DIRECTIVE: Repeat the listing that follows, character for character, minus the pictures.

[Excerpts from point annotation data]
>>>

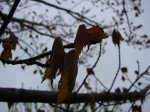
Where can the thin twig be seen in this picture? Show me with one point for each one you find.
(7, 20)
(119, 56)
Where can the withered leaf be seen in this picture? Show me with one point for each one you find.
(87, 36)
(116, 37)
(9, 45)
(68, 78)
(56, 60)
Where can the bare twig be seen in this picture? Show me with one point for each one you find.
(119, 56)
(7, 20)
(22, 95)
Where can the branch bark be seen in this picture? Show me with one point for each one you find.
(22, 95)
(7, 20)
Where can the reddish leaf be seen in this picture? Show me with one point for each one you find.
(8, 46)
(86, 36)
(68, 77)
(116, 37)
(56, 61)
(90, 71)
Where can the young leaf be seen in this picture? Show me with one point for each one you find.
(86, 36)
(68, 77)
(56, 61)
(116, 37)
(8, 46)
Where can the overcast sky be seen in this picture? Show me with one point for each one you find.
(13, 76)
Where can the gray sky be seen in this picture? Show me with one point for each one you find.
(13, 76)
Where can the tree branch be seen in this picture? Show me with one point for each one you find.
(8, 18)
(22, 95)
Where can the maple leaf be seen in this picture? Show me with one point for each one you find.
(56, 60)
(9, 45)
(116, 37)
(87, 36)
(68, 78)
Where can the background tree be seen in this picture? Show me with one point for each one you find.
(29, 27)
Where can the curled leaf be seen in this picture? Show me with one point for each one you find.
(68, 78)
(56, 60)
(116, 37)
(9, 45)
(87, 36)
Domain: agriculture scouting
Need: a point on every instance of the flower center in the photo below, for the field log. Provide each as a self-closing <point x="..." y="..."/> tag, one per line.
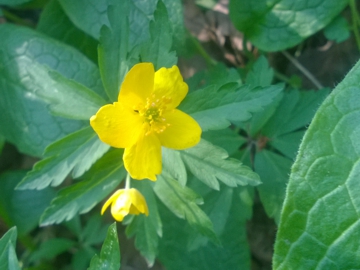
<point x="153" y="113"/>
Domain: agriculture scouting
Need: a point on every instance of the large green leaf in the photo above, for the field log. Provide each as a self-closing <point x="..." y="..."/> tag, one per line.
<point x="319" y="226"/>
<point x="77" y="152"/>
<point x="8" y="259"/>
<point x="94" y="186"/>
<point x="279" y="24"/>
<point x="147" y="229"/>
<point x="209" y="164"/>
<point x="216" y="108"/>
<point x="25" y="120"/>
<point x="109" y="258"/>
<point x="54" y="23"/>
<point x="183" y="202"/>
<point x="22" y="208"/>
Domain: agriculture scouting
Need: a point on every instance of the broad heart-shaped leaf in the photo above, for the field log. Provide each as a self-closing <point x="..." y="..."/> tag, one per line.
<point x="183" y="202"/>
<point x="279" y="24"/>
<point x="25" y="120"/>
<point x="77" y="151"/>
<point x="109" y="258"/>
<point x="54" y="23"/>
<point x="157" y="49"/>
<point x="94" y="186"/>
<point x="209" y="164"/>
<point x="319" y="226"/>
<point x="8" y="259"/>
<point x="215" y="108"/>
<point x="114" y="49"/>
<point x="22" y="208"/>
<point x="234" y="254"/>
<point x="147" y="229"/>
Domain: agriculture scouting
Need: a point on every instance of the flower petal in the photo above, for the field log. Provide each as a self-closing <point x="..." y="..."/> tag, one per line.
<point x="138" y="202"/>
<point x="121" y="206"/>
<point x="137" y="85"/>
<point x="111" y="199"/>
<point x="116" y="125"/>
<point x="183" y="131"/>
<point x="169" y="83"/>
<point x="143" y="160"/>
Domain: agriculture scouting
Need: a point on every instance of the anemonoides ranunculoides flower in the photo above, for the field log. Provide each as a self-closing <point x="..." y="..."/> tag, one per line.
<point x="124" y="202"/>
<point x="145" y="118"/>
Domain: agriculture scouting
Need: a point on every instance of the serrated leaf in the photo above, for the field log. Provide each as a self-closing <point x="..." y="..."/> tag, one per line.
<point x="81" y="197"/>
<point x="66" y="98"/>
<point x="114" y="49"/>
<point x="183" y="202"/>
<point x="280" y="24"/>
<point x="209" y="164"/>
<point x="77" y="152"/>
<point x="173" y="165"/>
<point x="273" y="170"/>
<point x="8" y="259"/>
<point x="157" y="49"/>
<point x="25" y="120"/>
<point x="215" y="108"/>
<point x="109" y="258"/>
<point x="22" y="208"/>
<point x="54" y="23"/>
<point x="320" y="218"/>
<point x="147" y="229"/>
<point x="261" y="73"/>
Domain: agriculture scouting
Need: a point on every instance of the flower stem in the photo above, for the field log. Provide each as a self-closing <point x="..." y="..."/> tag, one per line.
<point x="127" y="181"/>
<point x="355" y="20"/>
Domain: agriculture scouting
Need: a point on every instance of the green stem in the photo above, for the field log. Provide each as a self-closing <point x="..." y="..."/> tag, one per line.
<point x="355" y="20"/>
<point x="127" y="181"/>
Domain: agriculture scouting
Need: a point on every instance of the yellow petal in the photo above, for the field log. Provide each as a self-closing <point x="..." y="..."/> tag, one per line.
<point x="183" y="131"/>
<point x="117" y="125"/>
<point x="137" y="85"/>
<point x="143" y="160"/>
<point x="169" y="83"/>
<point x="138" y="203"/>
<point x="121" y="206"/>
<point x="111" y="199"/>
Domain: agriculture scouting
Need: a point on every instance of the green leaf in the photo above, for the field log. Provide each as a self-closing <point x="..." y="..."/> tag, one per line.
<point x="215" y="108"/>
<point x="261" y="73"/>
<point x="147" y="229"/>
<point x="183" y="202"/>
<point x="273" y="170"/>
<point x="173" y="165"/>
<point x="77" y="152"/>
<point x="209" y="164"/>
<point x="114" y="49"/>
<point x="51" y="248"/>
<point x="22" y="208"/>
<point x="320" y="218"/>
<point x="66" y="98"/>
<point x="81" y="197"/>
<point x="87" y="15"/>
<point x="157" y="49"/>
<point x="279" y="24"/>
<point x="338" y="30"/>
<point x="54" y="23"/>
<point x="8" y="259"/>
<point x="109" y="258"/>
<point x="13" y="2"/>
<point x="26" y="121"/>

<<<

EXERCISE SOLUTION:
Where can the thin twig be seen in this picture? Show me with one point for each one you find.
(7, 20)
(119, 56)
Where can the withered leaf be seen in this picture? Show me with one point for each one you find.
(87, 36)
(116, 37)
(9, 45)
(68, 78)
(56, 60)
Where can the bare twig be seen in this picture? Show me with one point for each one you find.
(119, 56)
(7, 20)
(22, 95)
Where can the branch bark be seen in this picture? Show me with one point for each one you find.
(22, 95)
(7, 20)
Where can the reddish leaf be seen in this picture? Show me with one point for each one you find.
(8, 46)
(86, 36)
(68, 77)
(116, 37)
(56, 61)
(90, 71)
Where can the young leaf be seen in this picture? Show me with one point for each one you find.
(86, 36)
(68, 77)
(56, 61)
(116, 37)
(8, 46)
Where can the overcast sky be seen in this picture? Show me with one point for each one you find.
(13, 76)
Where can the gray sky be seen in this picture? Show me with one point for each one you find.
(13, 76)
Where can the tree branch be seen in this picture? Show me with one point for each one you find.
(8, 18)
(22, 95)
Where can the maple leaf be seen in this picture? Show me with one point for each one you find.
(56, 60)
(9, 45)
(116, 37)
(87, 36)
(68, 78)
Where can the background tree be seen in this picture? Show me with one point for each one you find.
(29, 27)
Where can the curled leaf be seen in this picture? Show me with one point for each one you find.
(68, 78)
(56, 60)
(116, 37)
(9, 45)
(87, 36)
Domain: agriculture scouting
Need: a point on every instance of the flower center in the photo below, for the field log. Provide each as a self-closing <point x="..." y="..."/> tag, one per line.
<point x="153" y="113"/>
Domain: agriculture scouting
Need: a point on every instance of the large green leaf in the photo above, for the field log. Provide each as a self-closing <point x="..." y="..."/> tag, one per line.
<point x="319" y="226"/>
<point x="77" y="152"/>
<point x="8" y="259"/>
<point x="94" y="186"/>
<point x="279" y="24"/>
<point x="147" y="229"/>
<point x="209" y="164"/>
<point x="216" y="108"/>
<point x="25" y="120"/>
<point x="109" y="258"/>
<point x="54" y="23"/>
<point x="183" y="202"/>
<point x="22" y="208"/>
Domain: agriculture scouting
Need: a point on every instance of the broad heart-shaped leaf in the photo above, for the field log. Provide each as a self-closing <point x="..." y="..."/> tag, one per line.
<point x="183" y="202"/>
<point x="279" y="24"/>
<point x="25" y="120"/>
<point x="77" y="151"/>
<point x="109" y="258"/>
<point x="54" y="23"/>
<point x="157" y="49"/>
<point x="94" y="186"/>
<point x="209" y="164"/>
<point x="319" y="226"/>
<point x="8" y="259"/>
<point x="215" y="108"/>
<point x="114" y="49"/>
<point x="22" y="208"/>
<point x="234" y="254"/>
<point x="147" y="229"/>
Domain: agriculture scouting
Need: a point on every instance of the flower petal in the photo above, for the field log. Provide each as a self-closing <point x="..." y="..."/> tag, one per line.
<point x="138" y="202"/>
<point x="121" y="206"/>
<point x="137" y="85"/>
<point x="111" y="199"/>
<point x="116" y="125"/>
<point x="183" y="131"/>
<point x="169" y="83"/>
<point x="143" y="160"/>
Domain: agriculture scouting
Need: a point on every instance of the anemonoides ranunculoides flower in the photo above, for the field log. Provide each as a self-closing <point x="..." y="..."/> tag, one per line.
<point x="124" y="202"/>
<point x="145" y="118"/>
Domain: agriculture scouting
Need: a point on every instance of the serrated leaf in the photo above, for the field log. Provide each as a self-closing <point x="..." y="..."/> tag, one per line.
<point x="81" y="197"/>
<point x="66" y="98"/>
<point x="114" y="49"/>
<point x="183" y="202"/>
<point x="280" y="24"/>
<point x="209" y="164"/>
<point x="77" y="152"/>
<point x="173" y="165"/>
<point x="273" y="170"/>
<point x="8" y="259"/>
<point x="157" y="49"/>
<point x="25" y="120"/>
<point x="215" y="108"/>
<point x="109" y="258"/>
<point x="22" y="208"/>
<point x="54" y="23"/>
<point x="320" y="218"/>
<point x="147" y="229"/>
<point x="261" y="73"/>
Domain: agriculture scouting
Need: a point on every instance of the flower stem in the photo above, for the field log. Provide each as a self-closing <point x="..." y="..."/> tag, one per line.
<point x="127" y="181"/>
<point x="355" y="20"/>
Domain: agriculture scouting
Need: a point on every instance of the green stem in the photo above, for the field log. Provide each as a self-closing <point x="..." y="..."/> tag, one per line.
<point x="355" y="20"/>
<point x="127" y="181"/>
Domain: agriculture scouting
Need: a point on every instance of the yellow petal in the photo above, for the field log. Provide each as a self-closing <point x="..." y="..."/> tag, one per line.
<point x="183" y="131"/>
<point x="117" y="125"/>
<point x="137" y="85"/>
<point x="143" y="160"/>
<point x="169" y="83"/>
<point x="138" y="203"/>
<point x="121" y="206"/>
<point x="111" y="199"/>
Domain: agriculture scouting
Need: a point on every instance of the green leaf in the photo above, for the field log. Provide each as a self-closing <point x="..." y="..."/> tag, one per line.
<point x="215" y="108"/>
<point x="261" y="73"/>
<point x="147" y="229"/>
<point x="183" y="202"/>
<point x="273" y="170"/>
<point x="173" y="165"/>
<point x="77" y="152"/>
<point x="209" y="164"/>
<point x="114" y="49"/>
<point x="51" y="248"/>
<point x="22" y="208"/>
<point x="320" y="218"/>
<point x="66" y="98"/>
<point x="81" y="197"/>
<point x="87" y="15"/>
<point x="157" y="49"/>
<point x="279" y="24"/>
<point x="338" y="30"/>
<point x="54" y="23"/>
<point x="8" y="259"/>
<point x="109" y="258"/>
<point x="13" y="2"/>
<point x="26" y="121"/>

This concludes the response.